Task objective:
Copy the material below word for word, leaving out the pictures.

Task material:
####################
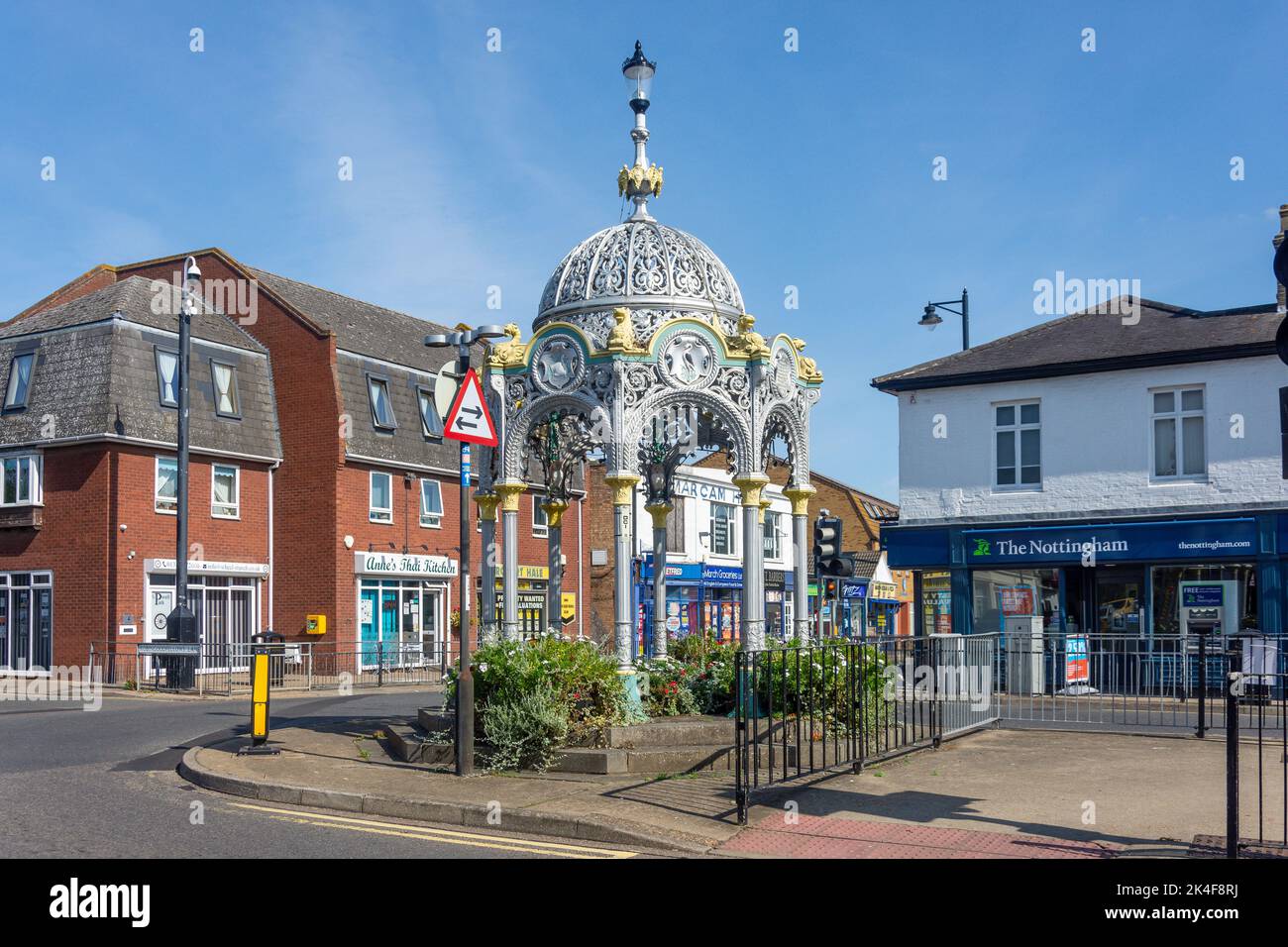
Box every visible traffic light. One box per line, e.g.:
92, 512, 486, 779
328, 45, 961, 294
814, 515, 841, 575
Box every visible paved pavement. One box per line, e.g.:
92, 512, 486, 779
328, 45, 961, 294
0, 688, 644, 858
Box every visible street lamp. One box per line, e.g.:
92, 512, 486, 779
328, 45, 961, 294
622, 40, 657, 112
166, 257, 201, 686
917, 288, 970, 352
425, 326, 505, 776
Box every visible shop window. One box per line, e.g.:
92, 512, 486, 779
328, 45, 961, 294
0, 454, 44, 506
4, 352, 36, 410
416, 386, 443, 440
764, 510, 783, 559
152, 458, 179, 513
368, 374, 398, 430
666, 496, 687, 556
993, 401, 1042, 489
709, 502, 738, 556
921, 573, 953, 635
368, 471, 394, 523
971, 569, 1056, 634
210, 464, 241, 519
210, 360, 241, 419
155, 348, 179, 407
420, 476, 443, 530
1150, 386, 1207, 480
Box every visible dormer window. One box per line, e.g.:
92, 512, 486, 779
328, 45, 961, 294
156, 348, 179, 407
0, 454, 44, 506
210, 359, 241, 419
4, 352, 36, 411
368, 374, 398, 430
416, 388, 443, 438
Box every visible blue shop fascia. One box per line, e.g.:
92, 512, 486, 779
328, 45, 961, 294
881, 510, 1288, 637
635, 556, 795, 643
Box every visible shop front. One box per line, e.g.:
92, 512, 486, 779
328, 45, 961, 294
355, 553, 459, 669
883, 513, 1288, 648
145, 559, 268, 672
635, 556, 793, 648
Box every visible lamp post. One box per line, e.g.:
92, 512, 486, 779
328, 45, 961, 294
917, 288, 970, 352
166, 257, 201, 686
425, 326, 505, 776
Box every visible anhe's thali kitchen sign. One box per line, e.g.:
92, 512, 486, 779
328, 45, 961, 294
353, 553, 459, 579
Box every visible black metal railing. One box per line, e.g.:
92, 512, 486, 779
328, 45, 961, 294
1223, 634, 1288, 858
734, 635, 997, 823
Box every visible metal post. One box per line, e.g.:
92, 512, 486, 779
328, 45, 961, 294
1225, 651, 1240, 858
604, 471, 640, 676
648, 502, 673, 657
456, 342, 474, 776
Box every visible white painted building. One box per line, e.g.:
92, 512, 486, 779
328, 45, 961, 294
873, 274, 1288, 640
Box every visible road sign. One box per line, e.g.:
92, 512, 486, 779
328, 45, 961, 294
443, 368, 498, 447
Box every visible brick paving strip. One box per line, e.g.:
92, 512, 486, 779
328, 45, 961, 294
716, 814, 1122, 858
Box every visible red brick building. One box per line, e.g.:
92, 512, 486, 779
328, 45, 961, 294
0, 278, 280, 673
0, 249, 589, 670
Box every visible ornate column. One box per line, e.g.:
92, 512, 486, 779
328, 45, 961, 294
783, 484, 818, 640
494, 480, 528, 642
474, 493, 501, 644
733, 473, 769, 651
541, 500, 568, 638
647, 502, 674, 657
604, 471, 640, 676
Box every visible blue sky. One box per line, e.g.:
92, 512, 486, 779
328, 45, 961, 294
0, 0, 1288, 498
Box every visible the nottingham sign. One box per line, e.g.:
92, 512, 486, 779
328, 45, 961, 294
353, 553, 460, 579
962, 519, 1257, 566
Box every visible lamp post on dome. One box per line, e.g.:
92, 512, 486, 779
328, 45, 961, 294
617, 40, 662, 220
####################
Exercise result:
Box every visible traffic light. One box per line, e.g.:
92, 512, 486, 779
328, 45, 961, 294
814, 515, 841, 575
Box every visible paved pavement. One box per line, e.g.:
92, 512, 486, 779
328, 45, 961, 294
0, 688, 644, 858
Box every visible street lamp. One box per line, e.g.:
92, 512, 486, 779
328, 45, 961, 294
622, 40, 657, 112
166, 257, 201, 686
917, 288, 970, 352
425, 326, 505, 776
Box every visible shop window. One box per line, e.g.:
92, 512, 486, 779
328, 45, 961, 294
0, 454, 44, 506
4, 352, 36, 410
416, 386, 443, 440
764, 510, 783, 559
152, 458, 179, 513
368, 374, 398, 430
666, 496, 687, 556
993, 401, 1042, 489
709, 502, 738, 556
921, 573, 953, 635
368, 471, 394, 523
971, 569, 1056, 634
210, 464, 241, 519
210, 360, 241, 419
155, 348, 179, 407
420, 476, 443, 530
1150, 386, 1207, 480
Box every visible dormer window. One box per line, e.g.:
92, 512, 486, 779
328, 45, 961, 294
156, 348, 179, 407
0, 454, 44, 506
210, 359, 241, 419
4, 352, 36, 411
368, 374, 398, 430
416, 388, 443, 438
Box every visible blue shop fascia. One box per line, e.g.:
92, 512, 486, 779
328, 45, 961, 294
881, 510, 1288, 637
635, 556, 795, 643
Box every visible shop front. One box per line, e.g.:
92, 512, 486, 779
328, 45, 961, 294
355, 553, 459, 669
883, 513, 1288, 648
145, 559, 268, 672
635, 556, 793, 648
Box every visible lamp post. One box per line, e.g.:
92, 512, 486, 779
328, 45, 961, 294
917, 288, 970, 352
166, 257, 201, 686
425, 326, 505, 776
Box every visible anhe's thali kitchen sign. One box per line, e.g.:
92, 512, 486, 779
328, 45, 961, 294
353, 553, 459, 579
Box every visible black metal railing. One box per line, e.g.:
92, 512, 486, 779
328, 45, 961, 294
1223, 634, 1288, 858
734, 635, 997, 823
Box every visible metal post. One box per line, e.g.:
92, 512, 486, 779
328, 45, 961, 294
1225, 651, 1240, 858
604, 471, 640, 676
648, 502, 673, 657
456, 342, 474, 776
Box every visible white painted building. One box per line, e.g.:
92, 512, 486, 779
328, 45, 961, 294
873, 274, 1288, 640
Box every visible road sign. One box per line, e.g.:
92, 512, 486, 779
328, 45, 961, 294
443, 368, 498, 447
Box every visible brick paving strip. One box per line, e.g.:
92, 512, 486, 779
328, 45, 961, 294
716, 814, 1122, 858
Box every visible red brick building. One box per line, e.g.:
92, 512, 486, 779
328, 45, 961, 294
0, 278, 280, 673
0, 249, 589, 670
Box every visible ornate column. One box per line, e.g.:
92, 512, 486, 779
328, 45, 961, 294
783, 484, 818, 640
494, 480, 528, 642
474, 493, 501, 644
733, 473, 769, 651
541, 500, 568, 638
647, 502, 674, 657
604, 471, 640, 676
Box every visible blue sky. One box per line, e.g.:
92, 512, 486, 779
328, 45, 961, 294
0, 0, 1288, 498
Box every visible the nottingham sign. One box per line, e.g.:
92, 512, 486, 779
328, 45, 961, 294
353, 553, 460, 579
962, 519, 1257, 566
Box every visible lamp post on dome. One box per line, e.g.:
92, 512, 486, 779
328, 45, 961, 294
617, 40, 662, 220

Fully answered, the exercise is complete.